• **Set exercise**
Show each line in the records below that contains the word "flannel". Case counts.
-------- Information provided
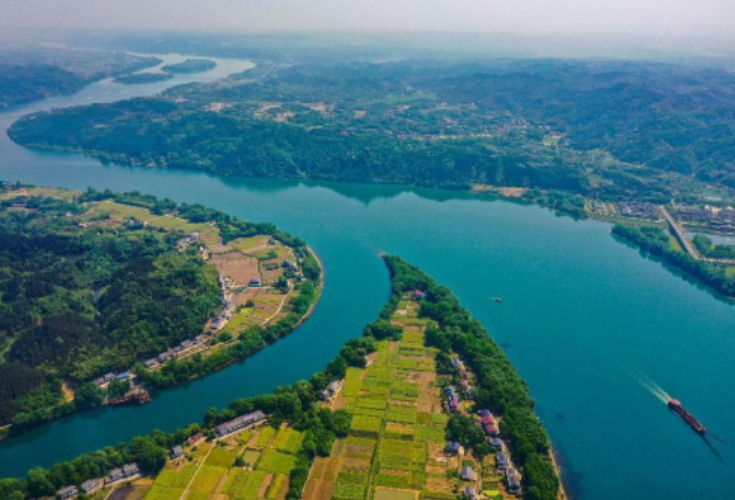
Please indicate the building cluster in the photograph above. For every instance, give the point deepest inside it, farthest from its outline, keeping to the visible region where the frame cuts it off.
(489, 425)
(455, 396)
(724, 220)
(229, 310)
(639, 210)
(105, 380)
(184, 243)
(239, 423)
(173, 352)
(124, 473)
(719, 219)
(693, 213)
(332, 390)
(91, 486)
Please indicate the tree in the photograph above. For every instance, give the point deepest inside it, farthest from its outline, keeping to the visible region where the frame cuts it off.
(381, 330)
(39, 483)
(88, 396)
(149, 454)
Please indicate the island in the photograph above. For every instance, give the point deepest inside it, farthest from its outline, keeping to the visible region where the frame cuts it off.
(105, 296)
(190, 66)
(31, 73)
(424, 404)
(139, 78)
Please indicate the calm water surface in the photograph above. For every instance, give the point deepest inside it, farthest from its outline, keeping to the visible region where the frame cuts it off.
(585, 319)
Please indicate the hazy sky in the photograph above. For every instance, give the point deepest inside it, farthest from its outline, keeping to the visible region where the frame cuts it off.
(660, 17)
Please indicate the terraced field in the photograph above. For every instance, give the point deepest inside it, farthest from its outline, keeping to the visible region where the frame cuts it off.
(250, 466)
(395, 450)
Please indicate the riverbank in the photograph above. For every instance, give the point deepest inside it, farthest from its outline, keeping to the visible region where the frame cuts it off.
(135, 212)
(407, 351)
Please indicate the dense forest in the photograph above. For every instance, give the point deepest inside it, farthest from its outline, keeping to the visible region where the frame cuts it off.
(24, 84)
(190, 66)
(600, 129)
(30, 73)
(500, 389)
(78, 299)
(139, 78)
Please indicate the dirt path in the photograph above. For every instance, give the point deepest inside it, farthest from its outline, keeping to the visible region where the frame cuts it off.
(193, 478)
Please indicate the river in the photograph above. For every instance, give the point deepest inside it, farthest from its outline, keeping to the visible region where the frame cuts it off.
(585, 319)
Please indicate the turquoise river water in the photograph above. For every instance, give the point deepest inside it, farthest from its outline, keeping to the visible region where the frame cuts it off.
(587, 321)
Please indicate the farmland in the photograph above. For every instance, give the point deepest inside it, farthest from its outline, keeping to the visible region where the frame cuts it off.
(395, 450)
(251, 465)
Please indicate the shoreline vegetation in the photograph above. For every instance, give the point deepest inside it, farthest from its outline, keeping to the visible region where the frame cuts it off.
(140, 78)
(656, 241)
(190, 66)
(427, 124)
(282, 284)
(29, 74)
(307, 428)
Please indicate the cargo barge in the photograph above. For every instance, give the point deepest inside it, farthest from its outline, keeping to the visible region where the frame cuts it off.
(675, 406)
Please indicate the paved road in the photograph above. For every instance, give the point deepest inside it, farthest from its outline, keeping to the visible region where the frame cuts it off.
(679, 232)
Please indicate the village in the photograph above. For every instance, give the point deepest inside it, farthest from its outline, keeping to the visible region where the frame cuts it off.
(400, 403)
(397, 448)
(256, 277)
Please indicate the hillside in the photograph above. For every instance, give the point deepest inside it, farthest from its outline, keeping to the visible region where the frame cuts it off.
(95, 284)
(599, 129)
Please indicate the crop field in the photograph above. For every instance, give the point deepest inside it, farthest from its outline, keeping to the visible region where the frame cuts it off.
(395, 450)
(208, 472)
(120, 211)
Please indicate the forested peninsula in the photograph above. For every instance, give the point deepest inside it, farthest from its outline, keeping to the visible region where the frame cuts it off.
(29, 74)
(104, 296)
(381, 399)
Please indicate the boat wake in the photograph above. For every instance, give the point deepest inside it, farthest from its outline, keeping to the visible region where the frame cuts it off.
(653, 388)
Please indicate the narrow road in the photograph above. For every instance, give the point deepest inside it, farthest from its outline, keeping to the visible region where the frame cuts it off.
(188, 486)
(679, 233)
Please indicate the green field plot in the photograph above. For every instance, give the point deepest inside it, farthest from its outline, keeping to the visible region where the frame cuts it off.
(288, 440)
(395, 430)
(141, 214)
(357, 447)
(416, 364)
(208, 478)
(197, 495)
(276, 484)
(266, 434)
(247, 244)
(277, 462)
(437, 495)
(350, 486)
(393, 481)
(401, 414)
(367, 412)
(244, 485)
(353, 382)
(159, 492)
(430, 434)
(366, 426)
(221, 457)
(176, 478)
(378, 402)
(404, 390)
(388, 494)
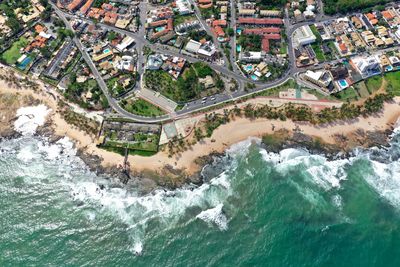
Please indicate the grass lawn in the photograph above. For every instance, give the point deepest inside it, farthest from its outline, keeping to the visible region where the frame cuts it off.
(393, 82)
(318, 52)
(362, 90)
(315, 32)
(283, 49)
(142, 107)
(13, 54)
(179, 19)
(373, 83)
(348, 94)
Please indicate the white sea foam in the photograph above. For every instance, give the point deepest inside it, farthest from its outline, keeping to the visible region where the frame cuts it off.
(326, 174)
(29, 118)
(137, 248)
(337, 201)
(215, 216)
(385, 179)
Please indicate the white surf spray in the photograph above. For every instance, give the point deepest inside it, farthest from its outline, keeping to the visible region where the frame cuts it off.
(29, 118)
(327, 174)
(215, 216)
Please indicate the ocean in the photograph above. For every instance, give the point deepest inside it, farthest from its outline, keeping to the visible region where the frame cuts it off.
(290, 208)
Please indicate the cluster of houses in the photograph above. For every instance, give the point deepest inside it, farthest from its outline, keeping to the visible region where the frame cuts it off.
(118, 15)
(203, 49)
(303, 10)
(160, 23)
(36, 40)
(336, 77)
(174, 66)
(347, 36)
(113, 53)
(219, 24)
(263, 22)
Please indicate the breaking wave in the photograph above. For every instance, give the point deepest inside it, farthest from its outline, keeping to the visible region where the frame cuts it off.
(34, 158)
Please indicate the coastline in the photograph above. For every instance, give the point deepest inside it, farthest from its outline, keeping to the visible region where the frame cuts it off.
(185, 166)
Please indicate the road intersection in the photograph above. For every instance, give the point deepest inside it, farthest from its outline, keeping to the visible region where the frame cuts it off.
(197, 105)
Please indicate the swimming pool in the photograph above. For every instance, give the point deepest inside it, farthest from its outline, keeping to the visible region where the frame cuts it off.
(389, 68)
(248, 68)
(24, 63)
(343, 83)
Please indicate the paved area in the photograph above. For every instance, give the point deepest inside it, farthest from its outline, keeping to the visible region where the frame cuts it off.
(157, 99)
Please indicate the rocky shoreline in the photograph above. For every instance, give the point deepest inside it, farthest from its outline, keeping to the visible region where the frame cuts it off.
(212, 164)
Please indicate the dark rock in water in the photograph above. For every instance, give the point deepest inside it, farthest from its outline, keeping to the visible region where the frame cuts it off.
(9, 134)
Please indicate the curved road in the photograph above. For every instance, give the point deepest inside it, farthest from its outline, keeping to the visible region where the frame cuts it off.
(193, 106)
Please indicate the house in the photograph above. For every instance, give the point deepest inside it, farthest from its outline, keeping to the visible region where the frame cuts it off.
(208, 82)
(321, 78)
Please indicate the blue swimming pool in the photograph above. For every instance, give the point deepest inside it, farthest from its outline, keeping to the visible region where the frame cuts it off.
(389, 68)
(248, 68)
(254, 77)
(24, 63)
(343, 83)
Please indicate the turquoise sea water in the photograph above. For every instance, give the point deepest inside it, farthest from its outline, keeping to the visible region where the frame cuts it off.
(264, 209)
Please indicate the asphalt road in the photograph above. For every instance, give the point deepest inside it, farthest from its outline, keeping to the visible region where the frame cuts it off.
(193, 106)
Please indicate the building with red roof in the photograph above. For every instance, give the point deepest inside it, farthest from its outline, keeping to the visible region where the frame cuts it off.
(219, 22)
(75, 4)
(219, 31)
(86, 6)
(262, 31)
(260, 21)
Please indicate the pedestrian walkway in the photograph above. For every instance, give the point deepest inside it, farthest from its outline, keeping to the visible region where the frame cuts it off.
(157, 99)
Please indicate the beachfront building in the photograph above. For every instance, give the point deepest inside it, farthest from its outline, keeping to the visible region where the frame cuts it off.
(321, 78)
(304, 36)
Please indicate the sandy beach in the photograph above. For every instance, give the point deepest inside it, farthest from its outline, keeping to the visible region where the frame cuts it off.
(226, 135)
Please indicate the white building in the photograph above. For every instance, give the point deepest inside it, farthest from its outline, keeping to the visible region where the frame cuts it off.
(321, 78)
(368, 66)
(250, 56)
(192, 46)
(304, 36)
(183, 7)
(127, 41)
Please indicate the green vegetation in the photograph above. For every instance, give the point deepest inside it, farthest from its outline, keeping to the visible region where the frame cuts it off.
(347, 95)
(318, 52)
(187, 86)
(141, 107)
(332, 7)
(143, 144)
(393, 83)
(179, 19)
(116, 85)
(78, 93)
(374, 83)
(11, 55)
(250, 42)
(82, 122)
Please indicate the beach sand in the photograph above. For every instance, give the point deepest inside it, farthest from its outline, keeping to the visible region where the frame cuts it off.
(226, 135)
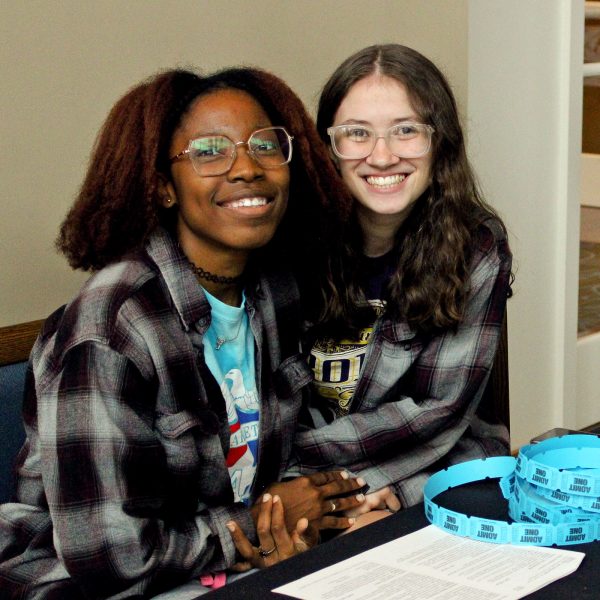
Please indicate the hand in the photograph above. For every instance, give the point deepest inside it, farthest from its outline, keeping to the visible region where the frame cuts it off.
(366, 519)
(313, 497)
(275, 543)
(383, 499)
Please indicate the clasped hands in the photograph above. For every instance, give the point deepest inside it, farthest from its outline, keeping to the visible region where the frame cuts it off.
(289, 515)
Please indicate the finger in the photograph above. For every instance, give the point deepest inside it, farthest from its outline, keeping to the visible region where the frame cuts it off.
(323, 477)
(263, 529)
(300, 543)
(392, 503)
(242, 543)
(341, 486)
(279, 533)
(361, 509)
(334, 522)
(331, 505)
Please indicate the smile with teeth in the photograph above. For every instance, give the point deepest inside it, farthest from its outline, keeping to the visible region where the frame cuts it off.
(247, 202)
(387, 181)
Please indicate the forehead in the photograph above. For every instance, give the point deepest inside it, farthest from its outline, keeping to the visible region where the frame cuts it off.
(376, 100)
(229, 112)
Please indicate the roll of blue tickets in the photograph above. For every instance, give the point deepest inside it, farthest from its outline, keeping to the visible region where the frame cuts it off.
(552, 488)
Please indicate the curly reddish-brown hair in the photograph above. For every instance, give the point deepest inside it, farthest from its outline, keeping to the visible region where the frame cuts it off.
(119, 203)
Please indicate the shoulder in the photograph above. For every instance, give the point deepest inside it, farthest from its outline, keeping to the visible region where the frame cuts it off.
(108, 305)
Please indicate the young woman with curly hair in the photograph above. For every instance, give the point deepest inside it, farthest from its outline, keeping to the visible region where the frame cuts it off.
(161, 402)
(416, 294)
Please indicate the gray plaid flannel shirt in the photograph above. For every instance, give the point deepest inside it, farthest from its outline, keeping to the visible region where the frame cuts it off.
(123, 490)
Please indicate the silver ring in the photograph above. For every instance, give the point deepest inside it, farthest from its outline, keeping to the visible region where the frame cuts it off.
(265, 553)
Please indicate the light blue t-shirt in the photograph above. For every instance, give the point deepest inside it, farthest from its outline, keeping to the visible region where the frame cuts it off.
(232, 365)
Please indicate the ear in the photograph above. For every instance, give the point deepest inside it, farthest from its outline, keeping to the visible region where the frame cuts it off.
(334, 159)
(166, 190)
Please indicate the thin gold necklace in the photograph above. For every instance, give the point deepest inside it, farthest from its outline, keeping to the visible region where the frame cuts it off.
(220, 341)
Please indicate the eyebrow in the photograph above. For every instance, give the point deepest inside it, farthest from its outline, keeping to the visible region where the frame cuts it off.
(220, 133)
(412, 119)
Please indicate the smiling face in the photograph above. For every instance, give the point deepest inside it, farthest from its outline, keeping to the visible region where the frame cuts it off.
(221, 219)
(385, 186)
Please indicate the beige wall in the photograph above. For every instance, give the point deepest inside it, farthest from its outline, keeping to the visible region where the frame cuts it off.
(64, 64)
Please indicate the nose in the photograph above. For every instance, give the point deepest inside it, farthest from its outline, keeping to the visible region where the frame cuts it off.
(244, 167)
(381, 156)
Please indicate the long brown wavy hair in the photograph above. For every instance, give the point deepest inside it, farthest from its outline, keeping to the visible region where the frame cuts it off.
(119, 203)
(432, 248)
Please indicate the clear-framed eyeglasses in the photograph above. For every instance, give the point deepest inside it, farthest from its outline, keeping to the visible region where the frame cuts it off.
(212, 155)
(405, 140)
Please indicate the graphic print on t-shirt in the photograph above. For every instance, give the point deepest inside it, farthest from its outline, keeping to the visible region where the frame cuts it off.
(336, 365)
(242, 415)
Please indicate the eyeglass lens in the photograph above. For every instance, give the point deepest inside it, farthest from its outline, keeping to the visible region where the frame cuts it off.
(214, 155)
(407, 140)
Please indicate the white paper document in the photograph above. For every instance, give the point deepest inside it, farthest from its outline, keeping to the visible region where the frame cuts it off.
(432, 564)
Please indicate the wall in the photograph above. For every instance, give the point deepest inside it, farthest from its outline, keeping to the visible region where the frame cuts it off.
(65, 63)
(525, 99)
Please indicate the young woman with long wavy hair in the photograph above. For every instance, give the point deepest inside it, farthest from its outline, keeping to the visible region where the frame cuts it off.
(416, 293)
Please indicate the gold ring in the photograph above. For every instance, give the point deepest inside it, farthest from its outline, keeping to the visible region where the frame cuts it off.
(264, 553)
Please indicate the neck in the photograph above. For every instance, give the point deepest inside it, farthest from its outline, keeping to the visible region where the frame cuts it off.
(378, 232)
(219, 273)
(228, 293)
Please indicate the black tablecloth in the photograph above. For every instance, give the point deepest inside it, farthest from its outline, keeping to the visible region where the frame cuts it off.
(482, 499)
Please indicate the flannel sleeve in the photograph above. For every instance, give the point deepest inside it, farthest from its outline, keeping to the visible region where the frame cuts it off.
(397, 434)
(107, 477)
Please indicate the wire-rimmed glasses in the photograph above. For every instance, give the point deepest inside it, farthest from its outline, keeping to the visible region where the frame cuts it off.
(212, 155)
(405, 140)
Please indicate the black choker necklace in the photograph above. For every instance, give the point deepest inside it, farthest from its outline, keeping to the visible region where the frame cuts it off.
(200, 272)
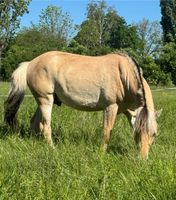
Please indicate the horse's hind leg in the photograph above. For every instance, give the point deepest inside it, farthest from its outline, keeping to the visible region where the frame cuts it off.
(36, 120)
(109, 119)
(45, 106)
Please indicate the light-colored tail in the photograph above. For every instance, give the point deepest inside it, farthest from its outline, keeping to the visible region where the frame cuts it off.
(16, 93)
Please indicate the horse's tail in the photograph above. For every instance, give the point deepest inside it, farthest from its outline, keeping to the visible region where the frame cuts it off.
(16, 93)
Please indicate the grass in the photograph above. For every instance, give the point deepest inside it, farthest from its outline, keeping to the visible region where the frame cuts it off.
(77, 168)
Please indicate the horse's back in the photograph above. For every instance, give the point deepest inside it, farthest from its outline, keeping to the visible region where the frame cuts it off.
(83, 82)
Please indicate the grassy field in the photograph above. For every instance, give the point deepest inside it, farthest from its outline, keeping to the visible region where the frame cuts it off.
(77, 169)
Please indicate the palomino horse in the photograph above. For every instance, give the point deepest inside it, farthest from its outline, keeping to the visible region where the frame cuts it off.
(112, 83)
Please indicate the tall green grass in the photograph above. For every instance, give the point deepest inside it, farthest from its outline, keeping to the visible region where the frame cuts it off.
(77, 168)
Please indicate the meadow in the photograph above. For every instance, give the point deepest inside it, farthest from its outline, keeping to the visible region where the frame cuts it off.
(77, 169)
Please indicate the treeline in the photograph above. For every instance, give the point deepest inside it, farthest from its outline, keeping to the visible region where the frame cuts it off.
(152, 44)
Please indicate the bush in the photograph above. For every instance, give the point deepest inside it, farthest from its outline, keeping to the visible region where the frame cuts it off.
(167, 60)
(153, 73)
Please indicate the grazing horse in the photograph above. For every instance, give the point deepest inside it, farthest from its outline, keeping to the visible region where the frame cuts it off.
(112, 83)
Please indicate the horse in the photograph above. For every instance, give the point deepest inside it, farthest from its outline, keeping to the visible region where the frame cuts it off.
(111, 83)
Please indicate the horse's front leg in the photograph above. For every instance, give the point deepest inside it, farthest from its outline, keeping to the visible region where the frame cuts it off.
(109, 118)
(35, 121)
(131, 116)
(45, 106)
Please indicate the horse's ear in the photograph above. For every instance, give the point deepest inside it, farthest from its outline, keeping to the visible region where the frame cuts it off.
(158, 113)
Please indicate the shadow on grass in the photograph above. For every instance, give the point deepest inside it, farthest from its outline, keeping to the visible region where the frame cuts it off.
(75, 138)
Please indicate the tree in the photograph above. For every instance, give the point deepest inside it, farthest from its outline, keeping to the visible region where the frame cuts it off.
(28, 44)
(104, 29)
(10, 11)
(167, 60)
(168, 20)
(150, 34)
(53, 21)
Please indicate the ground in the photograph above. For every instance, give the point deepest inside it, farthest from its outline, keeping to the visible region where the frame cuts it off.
(77, 168)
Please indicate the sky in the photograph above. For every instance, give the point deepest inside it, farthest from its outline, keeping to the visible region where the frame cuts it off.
(131, 10)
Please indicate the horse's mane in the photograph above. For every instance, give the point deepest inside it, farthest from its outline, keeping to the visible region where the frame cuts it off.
(145, 119)
(137, 71)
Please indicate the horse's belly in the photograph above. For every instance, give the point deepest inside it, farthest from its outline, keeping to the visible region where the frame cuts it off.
(84, 99)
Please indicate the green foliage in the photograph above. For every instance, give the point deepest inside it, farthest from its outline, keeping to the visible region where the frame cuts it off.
(56, 23)
(104, 28)
(77, 168)
(167, 60)
(27, 45)
(168, 20)
(150, 34)
(9, 19)
(153, 74)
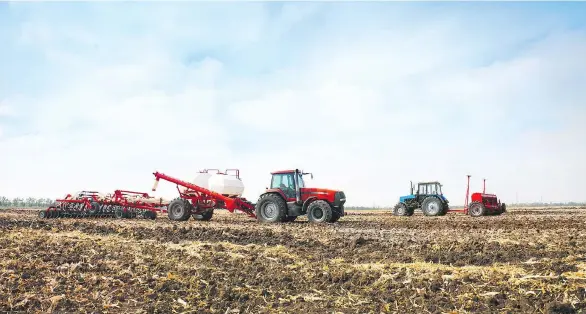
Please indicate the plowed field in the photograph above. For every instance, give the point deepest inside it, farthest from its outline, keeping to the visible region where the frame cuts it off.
(369, 262)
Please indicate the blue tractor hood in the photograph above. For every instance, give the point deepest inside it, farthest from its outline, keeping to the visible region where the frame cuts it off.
(402, 199)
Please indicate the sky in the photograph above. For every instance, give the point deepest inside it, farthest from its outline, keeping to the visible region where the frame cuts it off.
(366, 96)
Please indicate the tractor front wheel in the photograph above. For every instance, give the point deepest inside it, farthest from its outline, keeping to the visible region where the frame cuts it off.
(402, 210)
(179, 210)
(477, 209)
(319, 212)
(432, 206)
(271, 208)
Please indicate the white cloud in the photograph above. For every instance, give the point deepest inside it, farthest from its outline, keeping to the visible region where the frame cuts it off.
(367, 108)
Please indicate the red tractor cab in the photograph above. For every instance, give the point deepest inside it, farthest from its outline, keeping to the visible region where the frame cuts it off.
(483, 204)
(287, 198)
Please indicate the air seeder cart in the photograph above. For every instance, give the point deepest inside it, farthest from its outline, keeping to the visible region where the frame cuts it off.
(285, 200)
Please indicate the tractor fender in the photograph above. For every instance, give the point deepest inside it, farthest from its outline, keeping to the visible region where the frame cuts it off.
(306, 203)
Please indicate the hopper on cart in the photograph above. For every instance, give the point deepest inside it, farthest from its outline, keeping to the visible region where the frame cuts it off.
(284, 201)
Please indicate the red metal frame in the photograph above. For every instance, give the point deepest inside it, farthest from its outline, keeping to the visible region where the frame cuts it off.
(202, 198)
(118, 198)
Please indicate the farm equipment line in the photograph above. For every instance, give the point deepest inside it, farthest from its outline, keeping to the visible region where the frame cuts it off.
(432, 202)
(284, 201)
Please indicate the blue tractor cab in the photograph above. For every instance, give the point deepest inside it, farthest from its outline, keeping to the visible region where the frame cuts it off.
(428, 197)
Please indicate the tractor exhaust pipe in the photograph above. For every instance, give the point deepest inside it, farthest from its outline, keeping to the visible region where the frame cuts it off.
(297, 190)
(467, 192)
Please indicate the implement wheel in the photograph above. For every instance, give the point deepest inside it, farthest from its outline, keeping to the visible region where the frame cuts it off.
(119, 213)
(205, 216)
(271, 208)
(179, 210)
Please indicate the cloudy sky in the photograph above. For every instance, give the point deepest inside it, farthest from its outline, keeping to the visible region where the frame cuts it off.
(367, 96)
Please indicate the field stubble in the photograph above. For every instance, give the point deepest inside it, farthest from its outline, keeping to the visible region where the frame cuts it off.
(529, 261)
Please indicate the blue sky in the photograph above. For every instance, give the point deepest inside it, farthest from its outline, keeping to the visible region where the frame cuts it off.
(366, 95)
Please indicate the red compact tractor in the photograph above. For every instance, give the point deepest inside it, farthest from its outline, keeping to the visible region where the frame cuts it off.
(483, 204)
(285, 200)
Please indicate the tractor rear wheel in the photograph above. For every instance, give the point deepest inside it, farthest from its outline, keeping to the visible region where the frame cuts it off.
(319, 212)
(271, 208)
(401, 210)
(290, 218)
(205, 216)
(432, 206)
(477, 209)
(179, 210)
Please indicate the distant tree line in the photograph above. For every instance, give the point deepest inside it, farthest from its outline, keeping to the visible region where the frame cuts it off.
(32, 202)
(29, 202)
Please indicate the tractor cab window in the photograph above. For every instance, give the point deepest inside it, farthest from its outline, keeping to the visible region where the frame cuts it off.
(431, 189)
(285, 182)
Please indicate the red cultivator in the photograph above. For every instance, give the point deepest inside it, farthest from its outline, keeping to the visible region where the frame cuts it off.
(120, 204)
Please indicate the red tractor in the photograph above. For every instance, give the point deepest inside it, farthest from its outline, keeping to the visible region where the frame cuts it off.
(288, 198)
(483, 204)
(284, 201)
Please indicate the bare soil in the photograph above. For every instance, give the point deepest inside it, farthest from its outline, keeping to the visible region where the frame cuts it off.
(526, 261)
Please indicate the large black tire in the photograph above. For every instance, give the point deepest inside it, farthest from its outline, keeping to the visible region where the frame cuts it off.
(205, 216)
(319, 212)
(432, 206)
(271, 208)
(402, 210)
(476, 209)
(179, 210)
(335, 217)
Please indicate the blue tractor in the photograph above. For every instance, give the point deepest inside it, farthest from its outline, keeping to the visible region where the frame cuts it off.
(428, 197)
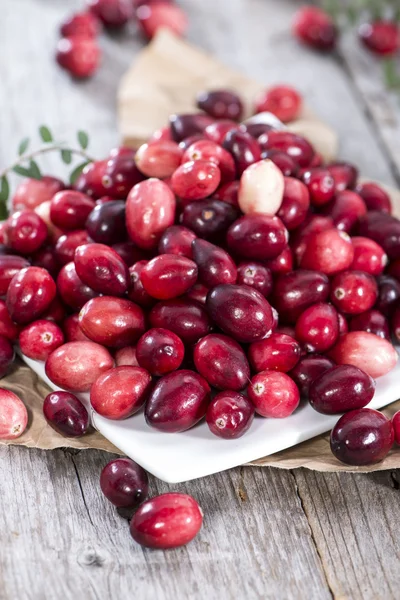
----------------
• **Task solution**
Please indicate the gray plaid flannel shirt in the photograph above. For every instance, give the point deepest inside it, farthest from its outline, keeping to the visible region where the frame cuts it off.
Please indicate the flannel sleeve in the photograph above. For every instance, give the point deepest inside it, farthest from its outline, keeping to the visible region where the frame cuts it off.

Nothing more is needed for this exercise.